### Challenge
Reproduce the portion of the records running from the line containing "of the shadowed" through the end of the records, changing "forest floor" to "woodland floor" and leaving everything else intact. Omit the pictures from your answer.

### Source data
==============================

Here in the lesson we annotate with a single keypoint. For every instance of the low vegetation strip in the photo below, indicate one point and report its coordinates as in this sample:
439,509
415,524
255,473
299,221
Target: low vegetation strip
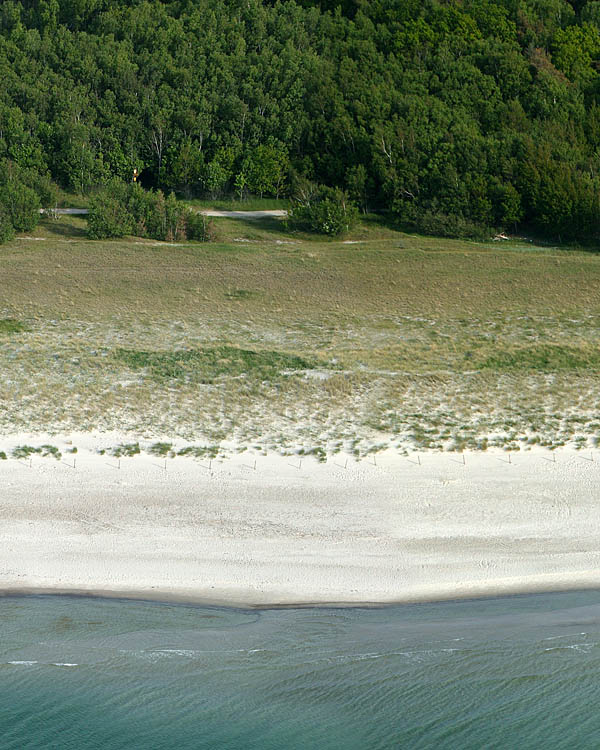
545,358
10,325
204,365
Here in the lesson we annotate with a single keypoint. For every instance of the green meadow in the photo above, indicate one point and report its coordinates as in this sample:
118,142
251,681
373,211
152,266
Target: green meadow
280,340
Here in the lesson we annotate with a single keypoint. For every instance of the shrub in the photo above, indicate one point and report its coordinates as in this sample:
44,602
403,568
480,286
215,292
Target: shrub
122,209
7,231
109,216
199,227
22,205
323,210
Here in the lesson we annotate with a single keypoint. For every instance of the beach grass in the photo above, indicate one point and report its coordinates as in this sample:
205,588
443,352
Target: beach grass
378,337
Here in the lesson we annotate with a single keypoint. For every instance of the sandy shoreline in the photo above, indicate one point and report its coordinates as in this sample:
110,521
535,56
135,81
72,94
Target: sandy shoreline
305,533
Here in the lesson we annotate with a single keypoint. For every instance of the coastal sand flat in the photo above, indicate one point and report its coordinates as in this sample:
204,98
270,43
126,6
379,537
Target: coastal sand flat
291,532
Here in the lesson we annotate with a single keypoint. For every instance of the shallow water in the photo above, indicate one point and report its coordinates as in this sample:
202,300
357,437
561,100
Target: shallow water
100,673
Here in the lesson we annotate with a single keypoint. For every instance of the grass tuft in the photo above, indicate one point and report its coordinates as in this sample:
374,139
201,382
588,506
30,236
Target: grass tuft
204,365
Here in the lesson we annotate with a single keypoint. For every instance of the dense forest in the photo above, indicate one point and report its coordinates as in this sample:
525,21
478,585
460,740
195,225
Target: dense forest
454,115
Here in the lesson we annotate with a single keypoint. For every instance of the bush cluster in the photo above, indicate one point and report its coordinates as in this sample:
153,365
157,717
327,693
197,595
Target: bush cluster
322,210
122,209
19,201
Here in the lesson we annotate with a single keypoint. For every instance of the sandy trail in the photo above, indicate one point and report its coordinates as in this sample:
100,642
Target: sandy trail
287,532
268,214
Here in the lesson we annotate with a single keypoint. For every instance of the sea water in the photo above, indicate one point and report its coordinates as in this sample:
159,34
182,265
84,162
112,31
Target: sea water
517,672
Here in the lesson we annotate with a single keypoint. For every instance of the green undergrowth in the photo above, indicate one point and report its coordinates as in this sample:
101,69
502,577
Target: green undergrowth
26,451
204,365
544,358
10,325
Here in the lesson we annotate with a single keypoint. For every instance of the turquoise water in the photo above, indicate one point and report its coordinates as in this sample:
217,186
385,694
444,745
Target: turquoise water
504,673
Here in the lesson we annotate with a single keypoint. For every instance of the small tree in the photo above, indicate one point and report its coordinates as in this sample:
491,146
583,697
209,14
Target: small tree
109,215
323,210
22,204
6,228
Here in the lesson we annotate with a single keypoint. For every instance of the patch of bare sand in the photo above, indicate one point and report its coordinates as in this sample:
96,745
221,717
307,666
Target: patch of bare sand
291,531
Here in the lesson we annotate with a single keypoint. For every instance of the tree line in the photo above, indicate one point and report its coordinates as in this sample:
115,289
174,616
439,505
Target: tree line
454,115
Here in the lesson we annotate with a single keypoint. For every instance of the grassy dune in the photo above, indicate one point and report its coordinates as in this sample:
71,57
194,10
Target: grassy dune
281,340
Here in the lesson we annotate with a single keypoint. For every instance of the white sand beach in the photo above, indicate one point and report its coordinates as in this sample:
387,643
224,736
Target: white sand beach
291,531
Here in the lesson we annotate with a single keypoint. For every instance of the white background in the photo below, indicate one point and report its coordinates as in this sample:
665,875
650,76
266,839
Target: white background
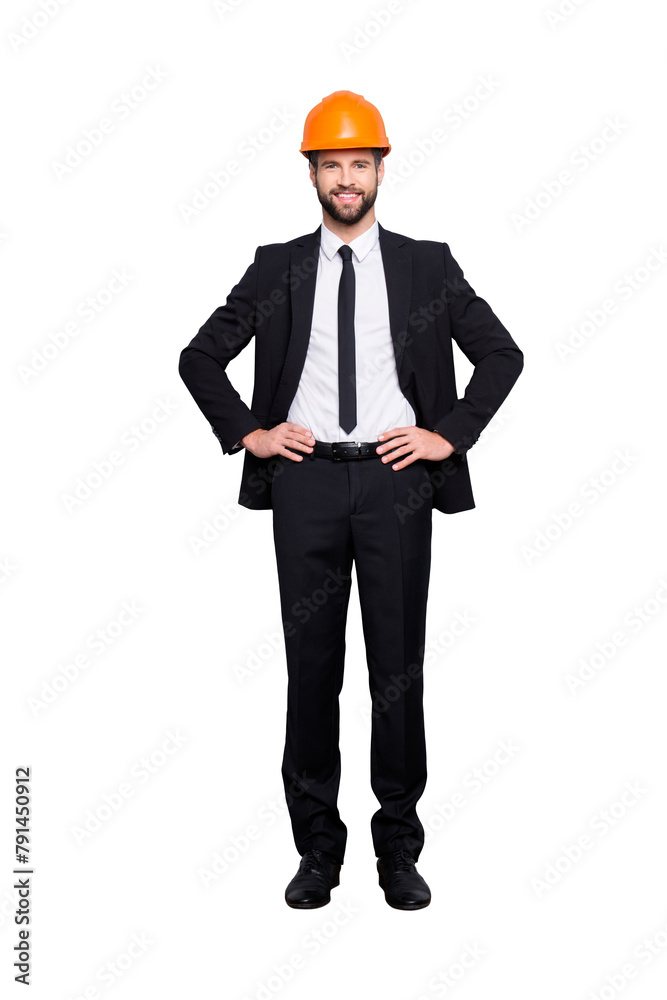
543,591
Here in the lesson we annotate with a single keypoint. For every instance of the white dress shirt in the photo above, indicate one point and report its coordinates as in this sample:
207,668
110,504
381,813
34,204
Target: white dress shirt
381,404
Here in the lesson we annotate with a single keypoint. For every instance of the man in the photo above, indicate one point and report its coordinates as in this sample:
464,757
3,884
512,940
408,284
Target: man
354,434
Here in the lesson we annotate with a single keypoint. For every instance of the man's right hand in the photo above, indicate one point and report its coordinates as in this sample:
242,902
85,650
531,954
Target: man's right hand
264,444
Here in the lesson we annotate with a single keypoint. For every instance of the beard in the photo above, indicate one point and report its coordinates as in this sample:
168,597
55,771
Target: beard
348,215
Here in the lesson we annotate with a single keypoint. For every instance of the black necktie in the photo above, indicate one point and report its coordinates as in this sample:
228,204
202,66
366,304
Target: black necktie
347,393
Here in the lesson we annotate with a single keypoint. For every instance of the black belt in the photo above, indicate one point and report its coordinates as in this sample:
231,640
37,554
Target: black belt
344,451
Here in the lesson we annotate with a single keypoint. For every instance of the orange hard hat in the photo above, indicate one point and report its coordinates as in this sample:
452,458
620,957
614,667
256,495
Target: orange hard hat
344,120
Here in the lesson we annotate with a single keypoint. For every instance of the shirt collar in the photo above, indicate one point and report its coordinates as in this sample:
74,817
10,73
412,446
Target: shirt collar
360,246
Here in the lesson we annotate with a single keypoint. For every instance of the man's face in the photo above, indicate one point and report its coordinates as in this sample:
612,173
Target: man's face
346,182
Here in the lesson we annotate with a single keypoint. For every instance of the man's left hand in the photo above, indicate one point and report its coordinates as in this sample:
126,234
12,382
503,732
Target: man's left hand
413,443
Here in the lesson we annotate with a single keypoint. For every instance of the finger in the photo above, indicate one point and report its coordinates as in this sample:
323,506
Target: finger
290,454
406,461
393,432
396,452
394,443
301,445
298,429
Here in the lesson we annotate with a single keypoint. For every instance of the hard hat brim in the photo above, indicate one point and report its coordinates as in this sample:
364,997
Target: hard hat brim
357,142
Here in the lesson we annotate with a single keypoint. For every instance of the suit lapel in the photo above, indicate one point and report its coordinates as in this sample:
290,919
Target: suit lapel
397,263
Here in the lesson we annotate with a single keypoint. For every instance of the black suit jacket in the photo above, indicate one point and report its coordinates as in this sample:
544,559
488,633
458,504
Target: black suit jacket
430,304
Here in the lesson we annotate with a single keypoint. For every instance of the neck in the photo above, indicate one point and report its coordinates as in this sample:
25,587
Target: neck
349,233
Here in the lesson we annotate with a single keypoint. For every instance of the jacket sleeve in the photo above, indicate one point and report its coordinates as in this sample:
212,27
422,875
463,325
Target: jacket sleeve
203,362
489,347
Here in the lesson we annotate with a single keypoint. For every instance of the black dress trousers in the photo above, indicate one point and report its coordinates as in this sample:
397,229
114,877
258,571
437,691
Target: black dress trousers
327,515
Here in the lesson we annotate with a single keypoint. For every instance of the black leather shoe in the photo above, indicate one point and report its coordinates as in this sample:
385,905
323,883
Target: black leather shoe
318,874
404,888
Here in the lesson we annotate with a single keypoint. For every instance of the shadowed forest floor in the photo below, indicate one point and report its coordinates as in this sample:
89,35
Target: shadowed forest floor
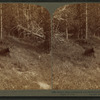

==============================

### Output of the exercise
Here in the lesson we annotate with a single keypoint. For every instance of the shadowed woodland floor in the photo below, indicate one point and report its coordinates as in this sample:
89,35
Target: shadowed woodland floor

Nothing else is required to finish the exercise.